#### Your objective:
Reproduce all of the records exactly.

(Data excerpts)
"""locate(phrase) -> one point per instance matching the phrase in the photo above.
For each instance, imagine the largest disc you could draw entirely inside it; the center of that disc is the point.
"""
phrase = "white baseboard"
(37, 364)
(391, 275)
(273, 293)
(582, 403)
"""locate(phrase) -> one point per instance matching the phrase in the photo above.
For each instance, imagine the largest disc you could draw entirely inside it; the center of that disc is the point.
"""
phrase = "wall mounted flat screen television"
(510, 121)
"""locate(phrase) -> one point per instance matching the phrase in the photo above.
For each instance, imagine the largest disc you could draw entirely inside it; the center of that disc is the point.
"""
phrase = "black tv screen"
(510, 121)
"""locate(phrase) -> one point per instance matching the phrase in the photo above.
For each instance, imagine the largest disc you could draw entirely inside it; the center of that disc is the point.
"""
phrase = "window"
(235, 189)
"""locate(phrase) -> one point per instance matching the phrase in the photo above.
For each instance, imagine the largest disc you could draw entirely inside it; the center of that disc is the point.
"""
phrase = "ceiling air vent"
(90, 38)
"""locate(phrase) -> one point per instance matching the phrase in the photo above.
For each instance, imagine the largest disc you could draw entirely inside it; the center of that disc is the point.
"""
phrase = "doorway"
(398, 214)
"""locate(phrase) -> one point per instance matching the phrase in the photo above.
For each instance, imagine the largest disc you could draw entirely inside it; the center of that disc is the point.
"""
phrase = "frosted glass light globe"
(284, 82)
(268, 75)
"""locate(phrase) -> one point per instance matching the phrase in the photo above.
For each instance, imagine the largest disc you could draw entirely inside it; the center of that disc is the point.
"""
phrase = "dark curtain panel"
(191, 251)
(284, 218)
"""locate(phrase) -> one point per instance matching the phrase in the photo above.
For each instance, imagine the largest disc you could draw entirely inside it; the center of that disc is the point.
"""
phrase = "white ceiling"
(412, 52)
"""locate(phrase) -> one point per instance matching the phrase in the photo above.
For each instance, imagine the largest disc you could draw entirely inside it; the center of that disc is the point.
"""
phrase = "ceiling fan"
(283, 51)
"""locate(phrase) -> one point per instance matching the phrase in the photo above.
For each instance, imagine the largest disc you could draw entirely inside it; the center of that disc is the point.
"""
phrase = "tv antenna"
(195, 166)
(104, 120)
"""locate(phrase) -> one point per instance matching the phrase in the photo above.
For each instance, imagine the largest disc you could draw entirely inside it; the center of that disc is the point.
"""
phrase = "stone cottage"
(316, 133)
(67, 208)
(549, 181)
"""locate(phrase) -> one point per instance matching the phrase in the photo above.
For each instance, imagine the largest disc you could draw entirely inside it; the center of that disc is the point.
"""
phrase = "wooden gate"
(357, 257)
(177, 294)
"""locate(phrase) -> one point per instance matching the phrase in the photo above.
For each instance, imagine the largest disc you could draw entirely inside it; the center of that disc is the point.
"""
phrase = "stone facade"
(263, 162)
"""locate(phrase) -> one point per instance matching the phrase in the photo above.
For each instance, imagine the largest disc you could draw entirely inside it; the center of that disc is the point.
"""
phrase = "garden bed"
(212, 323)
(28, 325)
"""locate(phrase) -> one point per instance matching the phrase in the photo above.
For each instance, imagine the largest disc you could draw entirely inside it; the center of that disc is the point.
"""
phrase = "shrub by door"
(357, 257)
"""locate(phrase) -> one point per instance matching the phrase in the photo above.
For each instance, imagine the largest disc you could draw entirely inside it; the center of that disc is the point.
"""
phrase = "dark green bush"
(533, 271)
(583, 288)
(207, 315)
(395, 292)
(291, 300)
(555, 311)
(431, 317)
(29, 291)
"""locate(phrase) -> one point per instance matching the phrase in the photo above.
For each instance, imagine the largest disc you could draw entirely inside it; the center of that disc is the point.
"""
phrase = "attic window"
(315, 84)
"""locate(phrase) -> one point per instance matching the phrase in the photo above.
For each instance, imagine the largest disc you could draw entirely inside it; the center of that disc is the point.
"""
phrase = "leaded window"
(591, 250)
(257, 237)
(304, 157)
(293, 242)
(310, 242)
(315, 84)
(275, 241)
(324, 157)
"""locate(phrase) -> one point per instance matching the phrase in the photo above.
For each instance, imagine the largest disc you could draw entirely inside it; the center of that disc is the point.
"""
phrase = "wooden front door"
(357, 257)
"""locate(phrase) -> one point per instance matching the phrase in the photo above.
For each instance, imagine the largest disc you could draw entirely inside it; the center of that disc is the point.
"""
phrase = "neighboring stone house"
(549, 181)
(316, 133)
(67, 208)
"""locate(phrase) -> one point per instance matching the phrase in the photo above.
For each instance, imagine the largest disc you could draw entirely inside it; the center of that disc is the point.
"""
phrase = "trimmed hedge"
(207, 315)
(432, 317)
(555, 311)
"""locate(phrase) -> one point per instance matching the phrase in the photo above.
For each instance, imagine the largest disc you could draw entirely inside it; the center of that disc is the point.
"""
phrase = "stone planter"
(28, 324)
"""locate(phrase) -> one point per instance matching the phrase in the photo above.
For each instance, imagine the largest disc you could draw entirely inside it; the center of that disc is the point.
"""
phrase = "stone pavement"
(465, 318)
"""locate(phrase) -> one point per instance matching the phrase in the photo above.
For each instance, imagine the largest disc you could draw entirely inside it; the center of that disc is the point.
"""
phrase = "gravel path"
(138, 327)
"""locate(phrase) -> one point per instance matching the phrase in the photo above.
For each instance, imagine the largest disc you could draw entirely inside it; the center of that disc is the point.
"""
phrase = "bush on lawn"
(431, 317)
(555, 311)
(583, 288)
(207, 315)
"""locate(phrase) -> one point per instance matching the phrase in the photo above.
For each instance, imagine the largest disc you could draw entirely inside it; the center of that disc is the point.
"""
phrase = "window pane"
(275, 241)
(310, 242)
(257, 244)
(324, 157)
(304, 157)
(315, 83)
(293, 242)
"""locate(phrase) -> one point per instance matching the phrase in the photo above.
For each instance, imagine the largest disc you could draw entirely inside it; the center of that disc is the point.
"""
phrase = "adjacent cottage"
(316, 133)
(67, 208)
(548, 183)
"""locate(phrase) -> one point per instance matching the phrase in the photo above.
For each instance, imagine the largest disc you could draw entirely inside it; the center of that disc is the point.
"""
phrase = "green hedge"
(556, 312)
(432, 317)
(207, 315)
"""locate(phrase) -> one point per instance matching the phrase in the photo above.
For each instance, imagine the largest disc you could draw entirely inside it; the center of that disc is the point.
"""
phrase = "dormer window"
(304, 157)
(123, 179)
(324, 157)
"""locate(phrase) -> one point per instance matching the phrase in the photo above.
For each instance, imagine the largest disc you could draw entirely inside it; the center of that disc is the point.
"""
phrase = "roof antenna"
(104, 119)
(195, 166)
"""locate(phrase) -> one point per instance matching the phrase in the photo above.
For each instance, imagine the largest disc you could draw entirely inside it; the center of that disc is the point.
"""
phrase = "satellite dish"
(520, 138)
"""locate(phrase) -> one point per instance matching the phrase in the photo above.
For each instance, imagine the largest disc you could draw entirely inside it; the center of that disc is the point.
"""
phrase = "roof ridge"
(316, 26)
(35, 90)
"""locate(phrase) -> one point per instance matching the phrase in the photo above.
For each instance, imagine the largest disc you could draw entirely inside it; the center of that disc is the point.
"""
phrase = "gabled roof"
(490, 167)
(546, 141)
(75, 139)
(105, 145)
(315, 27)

#### Result of this task:
"""locate(phrase) -> one point per instance matching the phrase in the photo above.
For each instance, imagine the largest disc you could draw entirely inside it; the center of that disc is the point.
"""
phrase = "white baseboard"
(37, 364)
(391, 275)
(273, 293)
(582, 403)
"""locate(phrase) -> one point per instance matching the phrase in the photo above.
For each instance, imagine the largest disc you could draw entirely inside it; the center of that disc is the point.
"""
phrase = "wall mounted flat screen television"
(510, 121)
"""locate(phrase) -> one point per instance matching the phrase in the photo above.
For each instance, imagine the largest disc you could draw entirely inside it; the center of that disc is the point.
"""
phrase = "black tv screen"
(510, 121)
"""locate(phrase) -> one point per instance matching the phrase in the photo above.
For each instance, imagine the largest disc you could draw entirely inside it; the center of that disc is the point.
"""
phrase = "window"
(235, 189)
"""locate(phrase) -> one point per instance matching the phrase in the photo above.
For each instance, imagine the largest disc you could draw entirely inside it; the center of that disc is the point.
"""
phrase = "ceiling air vent"
(90, 38)
"""locate(phrase) -> one point per instance matching the phrase in the photo above.
For each instance, imagine the largest disc you could draw entirely inside it; the center of that disc is the point.
"""
phrase = "doorway"
(398, 214)
"""locate(phrase) -> one point per instance matching the phrase in the photo above.
For each instance, imagine the largest disc you could draw entirely inside it; the center of that disc is the point.
"""
phrase = "frosted glass light globe"
(284, 82)
(268, 75)
"""locate(phrase) -> one point per instance matching the phrase in the photo above.
For each instance, imagine the largest disc you could draw entirely inside it; the center of that disc is the point.
"""
phrase = "dark curtain panel"
(191, 251)
(284, 218)
"""locate(phrase) -> one point per instance matching the phrase in the photo above.
For each instance, imagine the largest disc you could draw entirely inside it; the center of that disc is the point.
"""
phrase = "white ceiling"
(412, 52)
"""locate(phrase) -> one point per instance matching the phrase in the photo above.
For each instance, imagine the largest disc you could draw entirely inside it; the center of that disc is the point.
"""
phrase = "ceiling fan"
(283, 51)
"""locate(phrase) -> one point per instance matching the phrase in the photo above.
For each instance, imagine the largest disc you could draw entirely inside it; the center of that disc is the point.
"""
phrase = "tv antenna"
(195, 166)
(104, 120)
"""locate(phrase) -> one point per instance matching the phrase in the photo above.
For each instance, imagine the largest disc you could draw entirely inside it; the center of that disc is the point.
"""
phrase = "stone cottage"
(316, 133)
(67, 208)
(549, 181)
"""locate(phrase) -> one point per instance matching the phrase in the photo above.
For each instance, imagine the largest disc you could draw entirely inside it; the center of that disc is the point.
"""
phrase = "wooden gate"
(357, 257)
(177, 294)
"""locate(phrase) -> one point per instance matching the phrase in the photo above.
For each instance, imagine the largest disc you could draw entirely inside it; the center of that disc is the point.
"""
phrase = "stone facade"
(263, 162)
"""locate(phrase) -> one point per instance matching the phrase in the photo above.
For each instance, imagine the largest disc you could draw entirely inside it; the center of that disc is the point.
"""
phrase = "garden bed"
(212, 323)
(28, 325)
"""locate(phrase) -> one point per instance matching the phrase in the photo above.
For each instance, imagine the largest disc you could draw entirely inside it; the center of that disc is the point.
"""
phrase = "shrub by door"
(357, 257)
"""locate(phrase) -> one point per instance matching the phrase in the photo above.
For each instance, imagine the largest disc you could draw entirely inside it; the center of that disc is the point.
"""
phrase = "dark green bush"
(533, 271)
(583, 288)
(207, 315)
(395, 292)
(291, 300)
(555, 311)
(431, 317)
(29, 291)
"""locate(phrase) -> one point per instance matching the phrase in the photo above.
For each instance, imagine the largest disc you could draw entirely inside it; the center of that disc is the point.
"""
phrase = "attic window"
(315, 84)
"""locate(phrase) -> one point per instance matching the phrase in the photo above.
For each instance, imagine the largest disc you could draw entirely inside it; the center of that disc is the point.
"""
phrase = "leaded window"
(591, 250)
(257, 237)
(304, 157)
(293, 242)
(310, 242)
(315, 84)
(275, 241)
(324, 157)
"""locate(phrase) -> one point per instance matching the phrase in the photo above.
For each instance, imagine the largest disc you could draw entirely inside it; the center of that disc is the point.
"""
phrase = "wooden front door"
(357, 257)
"""locate(phrase) -> one point per instance matching the phrase in the photo above.
For each instance, imagine the largest disc you could draw entirely inside it; the center of that disc is the point.
"""
phrase = "neighboring stone house"
(549, 181)
(316, 133)
(67, 208)
"""locate(phrase) -> one point per instance matching the phrase in the photo above.
For each instance, imagine the largest disc you could draw entirely inside it; the center of that disc is the point.
"""
phrase = "trimmed hedge"
(207, 315)
(432, 317)
(555, 311)
"""locate(phrase) -> one point per instance matching the phrase in the photo above.
For each instance, imagine the largest disc you could draw entirely inside it; the center of that disc is the point.
"""
phrase = "stone planter"
(28, 324)
"""locate(phrase) -> one point per instance matching the phrase in the photo above.
For each instance, imagine the largest disc you could draw entirely inside it; the center of that disc is the point.
"""
phrase = "stone pavement"
(465, 318)
"""locate(phrase) -> one point per instance matching the phrase in the photo above.
For each instance, imagine the largest disc you could draw entirely inside it; the center of that disc is the point.
"""
phrase = "gravel path"
(138, 327)
"""locate(phrase) -> one point per instance matching the phrase in the photo above.
For each instance, imagine the largest disc you could draw entirely inside it; the center of that disc is the point.
"""
phrase = "bush on lawn"
(431, 317)
(555, 311)
(583, 288)
(207, 315)
"""locate(phrase) -> one point per instance matching the phrase in the photo above.
For each instance, imagine the largest disc you could draw entirely inside it; the center of that disc is the point.
"""
phrase = "window pane"
(275, 241)
(310, 242)
(257, 244)
(324, 157)
(304, 157)
(315, 83)
(293, 242)
"""locate(phrase) -> one point per instance matching the phrase in the photo above.
For each instance, imagine the largest disc you could draw entirely inside it; the center of that disc is the point.
"""
phrase = "adjacent cottage"
(316, 133)
(67, 208)
(548, 183)
"""locate(phrase) -> one point per instance matching the phrase in the photo above.
For each instance, imagine the largest disc you could draw entirely inside it; the center of that disc is the point.
"""
phrase = "green hedge"
(556, 312)
(432, 317)
(207, 315)
"""locate(phrase) -> one point per instance matching the phrase in the photo above.
For each instance, imagine the largest disc you could draw entirely inside it; the center of that disc is the point.
"""
phrase = "dormer window"
(304, 157)
(123, 179)
(324, 157)
"""locate(phrase) -> one point per instance matching the phrase in the photo above.
For each instance, imagine the largest disc you could draw entirely inside it; the center of that disc is the point.
"""
phrase = "roof antenna"
(104, 119)
(195, 166)
"""locate(phrase) -> one point per instance matching the phrase in the photo above.
For each instance, imagine the largest disc you could draw entirely inside it; the center of that disc is the point.
"""
phrase = "satellite dish"
(520, 138)
"""locate(phrase) -> one point per instance matching the phrase in the photo above.
For each instance, imagine the largest disc you could draw entirely inside it; the center of that disc is the point.
"""
phrase = "roof ridge"
(316, 26)
(35, 90)
"""locate(phrase) -> one point per instance matching the phrase in the photo above.
For each instance, imagine the largest disc you could draw entirely inside it; the center of that disc is the point.
"""
phrase = "gabled roof"
(490, 167)
(546, 141)
(75, 139)
(105, 145)
(315, 27)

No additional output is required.